YOUR GOAL: Reproduce each record exactly, leaving nothing out.

Stored data entries
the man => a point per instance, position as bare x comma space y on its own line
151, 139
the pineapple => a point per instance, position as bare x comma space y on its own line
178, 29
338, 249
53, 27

ANSWER AREA:
the man => a point per instance, position as bare x comma space y on its own line
151, 139
the pineapple => a point per instance, position as bare x comma space y on its own line
178, 29
338, 249
53, 27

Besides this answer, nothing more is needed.